* **Data listing**:

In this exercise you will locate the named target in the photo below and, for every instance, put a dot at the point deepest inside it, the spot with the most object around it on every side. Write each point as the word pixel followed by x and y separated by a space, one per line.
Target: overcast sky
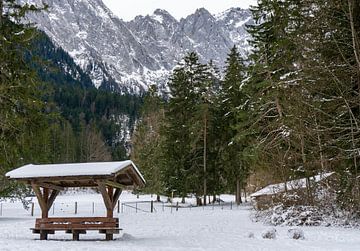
pixel 127 10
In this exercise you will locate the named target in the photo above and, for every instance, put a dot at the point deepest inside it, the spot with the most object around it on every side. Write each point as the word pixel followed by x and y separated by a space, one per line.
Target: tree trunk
pixel 238 191
pixel 205 135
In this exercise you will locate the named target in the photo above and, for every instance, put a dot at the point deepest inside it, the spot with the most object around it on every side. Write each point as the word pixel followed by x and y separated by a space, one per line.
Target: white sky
pixel 127 10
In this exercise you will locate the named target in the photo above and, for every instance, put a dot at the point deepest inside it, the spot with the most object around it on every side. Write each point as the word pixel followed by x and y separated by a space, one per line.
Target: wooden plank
pixel 105 195
pixel 50 186
pixel 77 226
pixel 40 197
pixel 77 219
pixel 114 184
pixel 51 200
pixel 116 196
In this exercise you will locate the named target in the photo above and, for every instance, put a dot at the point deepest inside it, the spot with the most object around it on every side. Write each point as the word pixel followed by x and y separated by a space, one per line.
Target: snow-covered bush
pixel 295 233
pixel 269 234
pixel 250 235
pixel 281 215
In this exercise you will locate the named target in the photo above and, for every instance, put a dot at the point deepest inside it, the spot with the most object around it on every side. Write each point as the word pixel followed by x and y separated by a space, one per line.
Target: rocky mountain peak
pixel 133 55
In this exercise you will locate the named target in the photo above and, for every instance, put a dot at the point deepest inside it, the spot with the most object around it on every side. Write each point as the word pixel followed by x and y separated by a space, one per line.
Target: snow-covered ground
pixel 219 227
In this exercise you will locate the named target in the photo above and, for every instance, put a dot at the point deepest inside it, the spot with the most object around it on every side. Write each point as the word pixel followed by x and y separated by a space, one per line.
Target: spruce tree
pixel 20 104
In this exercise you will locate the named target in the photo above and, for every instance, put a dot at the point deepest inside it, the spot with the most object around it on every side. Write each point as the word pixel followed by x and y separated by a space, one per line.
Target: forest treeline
pixel 290 110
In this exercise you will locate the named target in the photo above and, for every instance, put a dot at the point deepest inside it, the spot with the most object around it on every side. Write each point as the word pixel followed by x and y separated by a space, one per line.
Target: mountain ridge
pixel 130 56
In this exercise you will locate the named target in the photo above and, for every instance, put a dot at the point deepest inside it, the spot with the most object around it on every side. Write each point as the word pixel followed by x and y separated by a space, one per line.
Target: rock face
pixel 130 56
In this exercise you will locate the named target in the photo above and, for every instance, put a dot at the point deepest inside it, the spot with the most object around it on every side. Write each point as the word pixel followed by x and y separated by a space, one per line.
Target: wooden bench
pixel 76 226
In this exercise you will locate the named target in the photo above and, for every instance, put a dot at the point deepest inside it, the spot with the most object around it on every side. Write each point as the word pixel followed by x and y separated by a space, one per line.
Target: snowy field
pixel 220 227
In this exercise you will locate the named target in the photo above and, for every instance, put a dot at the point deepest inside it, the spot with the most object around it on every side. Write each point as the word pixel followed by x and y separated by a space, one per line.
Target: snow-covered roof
pixel 72 169
pixel 290 185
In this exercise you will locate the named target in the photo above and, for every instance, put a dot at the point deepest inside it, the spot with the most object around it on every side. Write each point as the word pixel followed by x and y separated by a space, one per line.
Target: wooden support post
pixel 43 235
pixel 110 210
pixel 109 237
pixel 76 235
pixel 107 197
pixel 42 201
pixel 52 198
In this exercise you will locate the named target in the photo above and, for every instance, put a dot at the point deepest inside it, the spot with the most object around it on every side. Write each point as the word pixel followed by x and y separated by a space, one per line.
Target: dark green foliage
pixel 21 109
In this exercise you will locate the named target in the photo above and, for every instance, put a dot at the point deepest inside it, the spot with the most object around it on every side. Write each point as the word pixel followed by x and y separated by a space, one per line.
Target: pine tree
pixel 234 119
pixel 147 143
pixel 20 103
pixel 186 127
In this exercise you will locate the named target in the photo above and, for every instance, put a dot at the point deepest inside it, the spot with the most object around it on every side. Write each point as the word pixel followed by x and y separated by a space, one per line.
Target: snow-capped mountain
pixel 130 56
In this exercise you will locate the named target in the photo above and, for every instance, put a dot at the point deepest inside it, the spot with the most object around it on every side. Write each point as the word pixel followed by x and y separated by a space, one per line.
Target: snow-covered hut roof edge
pixel 290 185
pixel 31 171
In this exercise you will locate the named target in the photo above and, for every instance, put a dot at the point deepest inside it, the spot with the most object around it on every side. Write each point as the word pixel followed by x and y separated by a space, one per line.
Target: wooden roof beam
pixel 50 186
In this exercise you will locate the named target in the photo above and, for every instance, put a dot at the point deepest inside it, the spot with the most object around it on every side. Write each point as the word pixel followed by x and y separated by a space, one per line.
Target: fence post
pixel 32 208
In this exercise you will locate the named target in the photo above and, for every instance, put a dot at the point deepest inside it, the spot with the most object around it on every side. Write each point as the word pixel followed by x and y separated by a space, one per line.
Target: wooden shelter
pixel 48 180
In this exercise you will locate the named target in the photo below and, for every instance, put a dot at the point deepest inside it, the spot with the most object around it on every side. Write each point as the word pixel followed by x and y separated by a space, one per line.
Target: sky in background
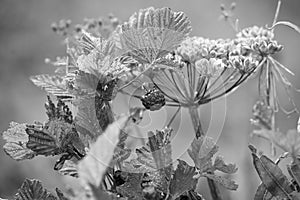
pixel 26 40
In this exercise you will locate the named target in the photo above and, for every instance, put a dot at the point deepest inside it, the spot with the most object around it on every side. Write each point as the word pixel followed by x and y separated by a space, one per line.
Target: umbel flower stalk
pixel 202 70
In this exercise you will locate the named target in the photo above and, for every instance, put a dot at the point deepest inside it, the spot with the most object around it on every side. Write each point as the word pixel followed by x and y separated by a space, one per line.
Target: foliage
pixel 103 59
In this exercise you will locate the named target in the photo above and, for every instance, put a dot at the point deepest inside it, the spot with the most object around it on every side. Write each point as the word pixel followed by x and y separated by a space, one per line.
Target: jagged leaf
pixel 60 195
pixel 156 156
pixel 33 190
pixel 152 33
pixel 263 194
pixel 87 82
pixel 69 168
pixel 226 182
pixel 99 194
pixel 220 165
pixel 132 188
pixel 16 141
pixel 86 120
pixel 182 180
pixel 201 151
pixel 294 171
pixel 191 195
pixel 92 168
pixel 55 85
pixel 42 141
pixel 271 176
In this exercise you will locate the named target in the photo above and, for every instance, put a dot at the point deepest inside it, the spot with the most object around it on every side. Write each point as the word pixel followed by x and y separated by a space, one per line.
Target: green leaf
pixel 69 168
pixel 33 190
pixel 87 82
pixel 220 165
pixel 156 156
pixel 86 121
pixel 263 194
pixel 226 182
pixel 201 151
pixel 99 194
pixel 16 141
pixel 93 167
pixel 132 188
pixel 294 171
pixel 42 141
pixel 191 195
pixel 182 180
pixel 271 176
pixel 152 33
pixel 55 85
pixel 60 195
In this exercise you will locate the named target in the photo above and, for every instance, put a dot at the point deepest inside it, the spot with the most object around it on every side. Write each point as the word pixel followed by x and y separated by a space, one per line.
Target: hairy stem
pixel 193 110
pixel 214 190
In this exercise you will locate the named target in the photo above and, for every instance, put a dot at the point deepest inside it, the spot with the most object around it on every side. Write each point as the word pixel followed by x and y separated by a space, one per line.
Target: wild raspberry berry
pixel 153 99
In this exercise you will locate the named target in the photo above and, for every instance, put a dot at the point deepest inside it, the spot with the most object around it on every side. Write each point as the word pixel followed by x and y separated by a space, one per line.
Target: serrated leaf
pixel 33 190
pixel 220 165
pixel 92 168
pixel 294 171
pixel 69 168
pixel 191 195
pixel 226 182
pixel 152 33
pixel 182 180
pixel 99 194
pixel 16 141
pixel 42 142
pixel 271 176
pixel 132 188
pixel 60 195
pixel 263 194
pixel 54 85
pixel 86 120
pixel 201 151
pixel 87 81
pixel 156 157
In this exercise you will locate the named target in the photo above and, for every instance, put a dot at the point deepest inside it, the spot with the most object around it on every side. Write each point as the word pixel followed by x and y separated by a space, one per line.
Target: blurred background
pixel 26 40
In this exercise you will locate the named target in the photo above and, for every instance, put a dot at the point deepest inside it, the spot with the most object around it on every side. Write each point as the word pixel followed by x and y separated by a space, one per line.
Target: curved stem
pixel 193 110
pixel 214 190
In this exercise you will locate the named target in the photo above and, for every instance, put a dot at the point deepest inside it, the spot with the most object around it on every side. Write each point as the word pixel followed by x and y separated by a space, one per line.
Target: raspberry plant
pixel 153 54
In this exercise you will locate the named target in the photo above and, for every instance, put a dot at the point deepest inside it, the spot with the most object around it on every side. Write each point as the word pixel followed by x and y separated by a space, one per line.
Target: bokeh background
pixel 26 40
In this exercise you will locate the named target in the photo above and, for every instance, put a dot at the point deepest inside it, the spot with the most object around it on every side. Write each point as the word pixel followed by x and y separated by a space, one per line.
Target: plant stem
pixel 214 190
pixel 193 110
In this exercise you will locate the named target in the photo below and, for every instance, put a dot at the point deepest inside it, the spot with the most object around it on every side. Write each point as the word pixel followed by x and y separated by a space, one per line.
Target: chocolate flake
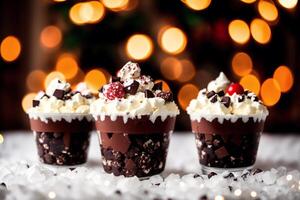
pixel 132 88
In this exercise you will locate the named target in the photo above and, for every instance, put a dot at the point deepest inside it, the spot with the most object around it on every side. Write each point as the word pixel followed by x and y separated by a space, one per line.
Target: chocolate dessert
pixel 134 119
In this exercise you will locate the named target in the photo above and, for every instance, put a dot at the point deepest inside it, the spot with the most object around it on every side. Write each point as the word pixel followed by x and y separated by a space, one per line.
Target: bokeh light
pixel 171 68
pixel 251 83
pixel 67 65
pixel 270 92
pixel 35 80
pixel 139 47
pixel 284 76
pixel 10 48
pixel 172 40
pixel 239 31
pixel 53 75
pixel 241 64
pixel 260 31
pixel 197 4
pixel 289 4
pixel 50 36
pixel 95 79
pixel 27 101
pixel 267 10
pixel 186 94
pixel 188 71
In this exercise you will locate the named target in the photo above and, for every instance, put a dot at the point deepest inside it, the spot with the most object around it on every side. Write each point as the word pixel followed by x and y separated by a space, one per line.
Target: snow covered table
pixel 23 177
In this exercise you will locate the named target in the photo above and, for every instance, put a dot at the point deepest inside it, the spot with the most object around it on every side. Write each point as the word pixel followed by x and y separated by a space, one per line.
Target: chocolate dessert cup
pixel 228 146
pixel 62 142
pixel 135 148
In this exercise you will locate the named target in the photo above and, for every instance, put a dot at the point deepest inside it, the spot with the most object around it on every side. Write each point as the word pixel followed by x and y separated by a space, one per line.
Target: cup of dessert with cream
pixel 227 121
pixel 61 123
pixel 134 118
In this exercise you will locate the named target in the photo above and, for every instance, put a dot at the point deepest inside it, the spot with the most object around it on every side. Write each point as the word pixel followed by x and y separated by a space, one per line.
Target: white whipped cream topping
pixel 202 107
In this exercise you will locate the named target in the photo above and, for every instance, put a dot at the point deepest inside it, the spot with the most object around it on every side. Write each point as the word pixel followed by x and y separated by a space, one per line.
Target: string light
pixel 239 31
pixel 50 36
pixel 172 39
pixel 270 92
pixel 10 48
pixel 284 76
pixel 260 31
pixel 139 47
pixel 197 4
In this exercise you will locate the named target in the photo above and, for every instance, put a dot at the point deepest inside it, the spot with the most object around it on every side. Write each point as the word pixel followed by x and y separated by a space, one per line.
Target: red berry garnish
pixel 114 90
pixel 235 88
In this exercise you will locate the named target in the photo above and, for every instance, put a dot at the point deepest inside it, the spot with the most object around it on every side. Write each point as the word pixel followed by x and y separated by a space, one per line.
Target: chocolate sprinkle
pixel 132 88
pixel 226 101
pixel 157 86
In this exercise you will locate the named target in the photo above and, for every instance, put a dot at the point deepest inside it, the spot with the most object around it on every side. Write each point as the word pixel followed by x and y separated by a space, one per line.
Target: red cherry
pixel 115 90
pixel 235 88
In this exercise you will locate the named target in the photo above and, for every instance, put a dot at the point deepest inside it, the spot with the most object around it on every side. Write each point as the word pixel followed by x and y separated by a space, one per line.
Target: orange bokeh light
pixel 186 94
pixel 251 83
pixel 172 40
pixel 35 80
pixel 284 76
pixel 260 31
pixel 50 36
pixel 95 79
pixel 241 64
pixel 67 65
pixel 10 48
pixel 27 101
pixel 270 92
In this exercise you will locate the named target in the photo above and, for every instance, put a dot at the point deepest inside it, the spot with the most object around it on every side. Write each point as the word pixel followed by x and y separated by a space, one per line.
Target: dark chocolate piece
pixel 132 88
pixel 35 103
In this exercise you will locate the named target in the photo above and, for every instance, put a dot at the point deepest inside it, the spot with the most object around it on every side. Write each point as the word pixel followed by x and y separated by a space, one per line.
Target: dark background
pixel 209 48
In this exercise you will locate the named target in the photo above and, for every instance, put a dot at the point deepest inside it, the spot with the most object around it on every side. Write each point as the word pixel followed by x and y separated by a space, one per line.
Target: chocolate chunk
pixel 210 94
pixel 132 88
pixel 35 103
pixel 149 94
pixel 226 101
pixel 214 99
pixel 167 96
pixel 59 93
pixel 157 86
pixel 211 174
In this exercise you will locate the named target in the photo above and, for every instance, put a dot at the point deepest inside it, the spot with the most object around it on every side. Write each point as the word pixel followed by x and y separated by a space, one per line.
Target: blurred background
pixel 185 43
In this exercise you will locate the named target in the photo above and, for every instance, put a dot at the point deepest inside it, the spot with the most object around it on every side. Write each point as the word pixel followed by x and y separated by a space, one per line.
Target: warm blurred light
pixel 27 101
pixel 139 47
pixel 10 48
pixel 270 92
pixel 67 65
pixel 197 4
pixel 251 83
pixel 267 10
pixel 35 80
pixel 172 40
pixel 188 71
pixel 171 68
pixel 53 75
pixel 284 76
pixel 241 64
pixel 51 36
pixel 116 5
pixel 289 4
pixel 239 31
pixel 186 94
pixel 95 79
pixel 165 85
pixel 260 31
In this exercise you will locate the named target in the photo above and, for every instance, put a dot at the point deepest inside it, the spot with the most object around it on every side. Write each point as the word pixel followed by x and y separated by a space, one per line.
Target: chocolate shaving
pixel 157 86
pixel 132 88
pixel 226 101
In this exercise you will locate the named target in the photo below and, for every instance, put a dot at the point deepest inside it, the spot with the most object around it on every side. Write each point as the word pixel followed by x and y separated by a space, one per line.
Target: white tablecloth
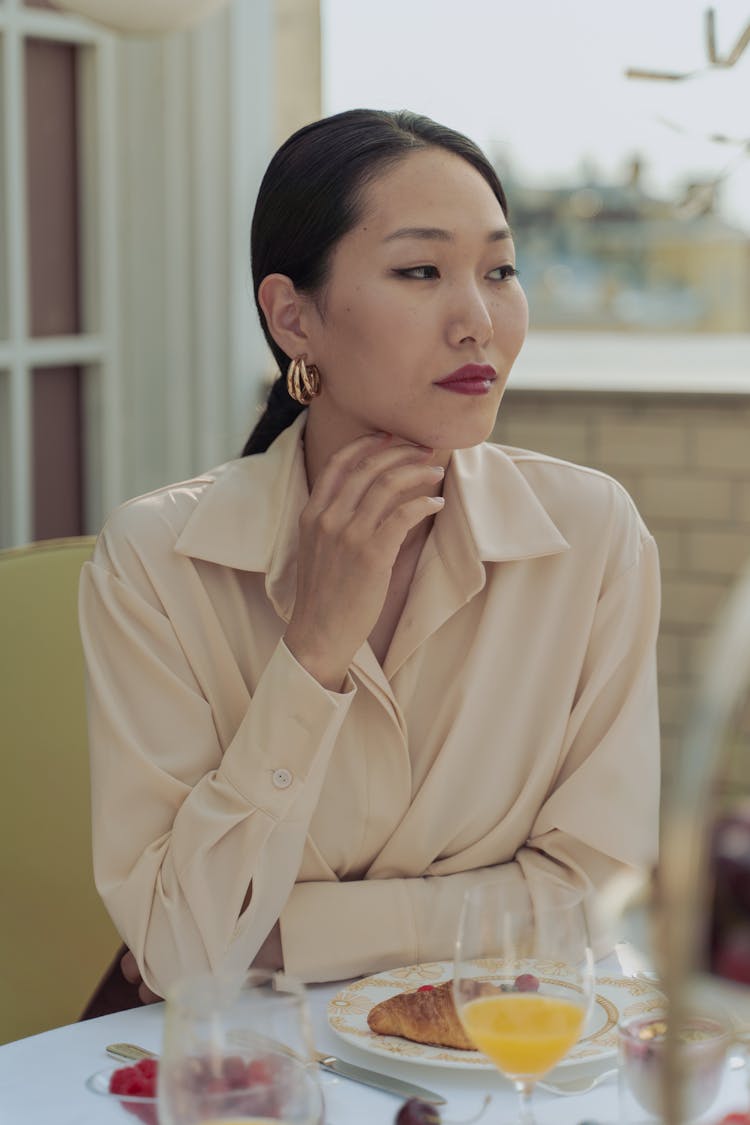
pixel 43 1079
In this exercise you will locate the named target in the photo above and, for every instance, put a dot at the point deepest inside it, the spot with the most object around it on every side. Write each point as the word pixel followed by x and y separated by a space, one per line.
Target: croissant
pixel 424 1016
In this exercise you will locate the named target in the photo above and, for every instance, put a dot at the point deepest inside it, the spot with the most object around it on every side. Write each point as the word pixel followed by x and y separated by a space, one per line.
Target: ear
pixel 285 311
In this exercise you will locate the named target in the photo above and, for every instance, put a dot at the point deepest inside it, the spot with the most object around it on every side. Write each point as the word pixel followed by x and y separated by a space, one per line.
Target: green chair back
pixel 55 935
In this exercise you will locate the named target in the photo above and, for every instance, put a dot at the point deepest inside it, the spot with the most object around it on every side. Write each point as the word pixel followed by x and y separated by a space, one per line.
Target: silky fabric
pixel 511 732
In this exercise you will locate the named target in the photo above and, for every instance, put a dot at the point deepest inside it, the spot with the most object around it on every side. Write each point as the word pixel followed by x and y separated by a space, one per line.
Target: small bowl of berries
pixel 133 1088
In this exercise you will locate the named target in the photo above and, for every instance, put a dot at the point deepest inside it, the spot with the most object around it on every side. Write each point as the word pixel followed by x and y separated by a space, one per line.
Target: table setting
pixel 62 1077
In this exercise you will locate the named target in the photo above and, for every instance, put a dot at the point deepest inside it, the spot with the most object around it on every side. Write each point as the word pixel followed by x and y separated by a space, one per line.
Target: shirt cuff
pixel 288 731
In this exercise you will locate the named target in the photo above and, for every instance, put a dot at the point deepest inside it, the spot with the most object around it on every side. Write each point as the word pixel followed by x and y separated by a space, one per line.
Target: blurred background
pixel 129 351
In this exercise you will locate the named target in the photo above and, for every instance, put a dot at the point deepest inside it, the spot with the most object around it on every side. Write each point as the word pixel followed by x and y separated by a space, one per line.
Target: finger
pixel 390 491
pixel 146 996
pixel 343 461
pixel 129 968
pixel 397 525
pixel 357 483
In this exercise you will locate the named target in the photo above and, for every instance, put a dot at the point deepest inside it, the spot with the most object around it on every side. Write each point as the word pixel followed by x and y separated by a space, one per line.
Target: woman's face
pixel 422 289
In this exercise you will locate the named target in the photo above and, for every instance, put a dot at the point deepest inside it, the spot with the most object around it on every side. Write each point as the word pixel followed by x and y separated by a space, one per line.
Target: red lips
pixel 470 379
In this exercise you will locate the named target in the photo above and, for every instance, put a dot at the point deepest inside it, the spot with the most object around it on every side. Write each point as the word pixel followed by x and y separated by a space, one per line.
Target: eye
pixel 418 272
pixel 505 271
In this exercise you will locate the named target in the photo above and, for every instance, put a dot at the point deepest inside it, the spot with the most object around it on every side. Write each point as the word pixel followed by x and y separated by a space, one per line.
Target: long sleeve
pixel 202 821
pixel 511 732
pixel 599 816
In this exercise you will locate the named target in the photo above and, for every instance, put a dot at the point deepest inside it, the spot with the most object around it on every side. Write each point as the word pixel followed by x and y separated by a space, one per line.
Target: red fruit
pixel 119 1079
pixel 137 1081
pixel 148 1069
pixel 260 1071
pixel 235 1072
pixel 526 982
pixel 417 1113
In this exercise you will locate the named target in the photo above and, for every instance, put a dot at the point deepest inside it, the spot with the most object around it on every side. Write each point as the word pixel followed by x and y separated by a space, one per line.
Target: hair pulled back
pixel 312 195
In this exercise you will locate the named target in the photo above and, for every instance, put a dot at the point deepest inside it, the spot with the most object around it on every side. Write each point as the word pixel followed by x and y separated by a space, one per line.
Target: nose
pixel 469 316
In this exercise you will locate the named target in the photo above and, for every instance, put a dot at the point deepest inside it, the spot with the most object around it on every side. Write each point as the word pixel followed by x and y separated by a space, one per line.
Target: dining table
pixel 43 1078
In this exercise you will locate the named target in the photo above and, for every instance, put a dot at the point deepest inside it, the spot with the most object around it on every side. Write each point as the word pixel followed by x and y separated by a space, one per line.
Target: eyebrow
pixel 436 234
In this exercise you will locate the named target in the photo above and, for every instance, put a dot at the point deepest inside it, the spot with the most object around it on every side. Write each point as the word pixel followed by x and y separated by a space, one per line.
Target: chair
pixel 55 936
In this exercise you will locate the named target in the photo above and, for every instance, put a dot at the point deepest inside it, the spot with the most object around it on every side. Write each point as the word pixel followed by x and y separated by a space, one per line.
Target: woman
pixel 375 660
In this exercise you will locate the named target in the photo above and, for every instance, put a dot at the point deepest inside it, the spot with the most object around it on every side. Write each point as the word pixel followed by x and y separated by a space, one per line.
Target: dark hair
pixel 312 196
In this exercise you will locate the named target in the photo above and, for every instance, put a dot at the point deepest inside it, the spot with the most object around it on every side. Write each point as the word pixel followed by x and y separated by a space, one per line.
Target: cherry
pixel 417 1113
pixel 526 982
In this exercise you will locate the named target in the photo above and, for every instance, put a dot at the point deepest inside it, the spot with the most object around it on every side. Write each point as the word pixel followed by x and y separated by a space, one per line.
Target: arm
pixel 180 829
pixel 601 815
pixel 197 838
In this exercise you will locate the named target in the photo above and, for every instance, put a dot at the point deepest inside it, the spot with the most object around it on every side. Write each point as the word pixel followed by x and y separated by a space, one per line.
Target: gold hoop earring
pixel 303 381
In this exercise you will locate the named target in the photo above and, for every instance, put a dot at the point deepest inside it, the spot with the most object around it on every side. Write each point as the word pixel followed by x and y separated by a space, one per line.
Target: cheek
pixel 514 321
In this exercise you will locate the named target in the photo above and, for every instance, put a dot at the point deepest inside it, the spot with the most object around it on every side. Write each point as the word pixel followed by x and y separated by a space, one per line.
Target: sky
pixel 540 83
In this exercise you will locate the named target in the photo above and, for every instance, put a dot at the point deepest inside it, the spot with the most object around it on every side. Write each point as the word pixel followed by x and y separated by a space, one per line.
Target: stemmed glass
pixel 238 1051
pixel 523 980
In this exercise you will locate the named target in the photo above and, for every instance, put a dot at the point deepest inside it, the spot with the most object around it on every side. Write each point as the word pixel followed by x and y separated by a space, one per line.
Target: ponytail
pixel 280 412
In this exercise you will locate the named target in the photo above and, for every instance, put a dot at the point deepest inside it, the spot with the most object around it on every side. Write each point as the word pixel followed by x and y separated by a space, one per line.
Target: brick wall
pixel 686 462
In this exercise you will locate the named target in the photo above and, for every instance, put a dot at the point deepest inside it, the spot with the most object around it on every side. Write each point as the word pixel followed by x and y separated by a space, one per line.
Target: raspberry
pixel 260 1072
pixel 148 1069
pixel 119 1080
pixel 234 1071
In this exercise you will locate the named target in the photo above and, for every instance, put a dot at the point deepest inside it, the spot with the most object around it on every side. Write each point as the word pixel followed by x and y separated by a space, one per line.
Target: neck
pixel 323 440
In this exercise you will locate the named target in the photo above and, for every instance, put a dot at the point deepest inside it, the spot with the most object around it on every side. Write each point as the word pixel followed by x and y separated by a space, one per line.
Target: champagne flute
pixel 523 980
pixel 238 1051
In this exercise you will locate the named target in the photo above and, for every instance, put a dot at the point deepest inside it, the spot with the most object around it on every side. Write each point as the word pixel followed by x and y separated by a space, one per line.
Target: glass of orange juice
pixel 238 1051
pixel 523 980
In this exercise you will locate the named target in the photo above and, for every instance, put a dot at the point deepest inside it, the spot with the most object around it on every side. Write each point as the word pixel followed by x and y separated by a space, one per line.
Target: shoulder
pixel 589 507
pixel 148 527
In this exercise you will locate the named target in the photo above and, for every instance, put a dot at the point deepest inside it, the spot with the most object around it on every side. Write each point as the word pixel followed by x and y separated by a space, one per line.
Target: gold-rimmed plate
pixel 348 1015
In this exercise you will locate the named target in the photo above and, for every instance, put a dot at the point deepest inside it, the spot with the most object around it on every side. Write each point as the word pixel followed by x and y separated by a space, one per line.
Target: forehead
pixel 430 188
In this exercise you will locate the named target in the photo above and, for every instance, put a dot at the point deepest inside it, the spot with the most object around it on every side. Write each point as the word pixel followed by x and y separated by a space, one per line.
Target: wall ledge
pixel 659 363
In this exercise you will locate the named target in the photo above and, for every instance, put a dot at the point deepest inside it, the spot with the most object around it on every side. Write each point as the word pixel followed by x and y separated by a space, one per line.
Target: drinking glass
pixel 523 980
pixel 703 1044
pixel 238 1051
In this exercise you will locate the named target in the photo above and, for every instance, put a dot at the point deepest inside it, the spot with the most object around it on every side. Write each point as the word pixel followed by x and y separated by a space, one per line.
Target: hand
pixel 132 973
pixel 362 506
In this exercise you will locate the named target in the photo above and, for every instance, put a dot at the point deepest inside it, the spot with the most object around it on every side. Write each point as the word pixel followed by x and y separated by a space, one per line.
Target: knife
pixel 379 1081
pixel 339 1067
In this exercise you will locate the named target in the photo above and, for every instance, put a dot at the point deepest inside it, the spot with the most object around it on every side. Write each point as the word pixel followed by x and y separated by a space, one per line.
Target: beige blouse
pixel 511 734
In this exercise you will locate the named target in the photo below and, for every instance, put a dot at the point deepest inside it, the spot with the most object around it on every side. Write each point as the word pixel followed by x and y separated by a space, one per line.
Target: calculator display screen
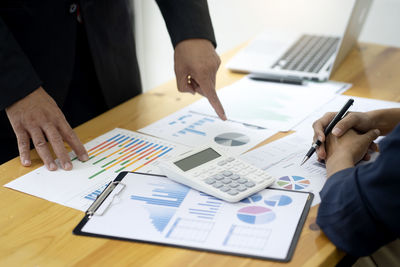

* **Stated goal**: Could you arrange the rows from the start through the line containing "pixel 116 196" as a two-column CSV with the columns request and points? Give one CSV line per row, put its text and its answer each in a single quoted field with line breaks turned into spaces, and leave out the pictures.

* **Task output**:
request,points
"In this exercise you will locate the named target in the photo below and, for every instance, put a dot at the point deepest inside it, the spot with the most object around it on every side. Write each point as the word pixel followed by x and y separated by a space, one per line. Target: overcast sky","pixel 127 10"
"In this exercise you will locate the named target in the photo above and, for every instance, put a dot at the point deepest inside it, the spot with the most object around it on every side. Write each point as the word pixel followed by x and y separated by a space, one per line. Target: tree trunk","pixel 238 191 pixel 205 135"
"In this exercise you will locate the named target in the photo above and, for every instance, put a dot at the point deepest inside it, the spot with the most object around it on every side. Write each point as the word pixel followed by x and y separated by a space, one per line. Target: white sky","pixel 127 10"
"In this exercise you will locate the named target in the photo above and, for every instance, put a dot at the point deepest inside it, the spot with the most object around it on every side. Write each point as the word pixel followed by x and y separated by a space, one per line. Target: wooden plank","pixel 105 195 pixel 50 186 pixel 77 226 pixel 40 197 pixel 77 219 pixel 114 184 pixel 51 200 pixel 116 196"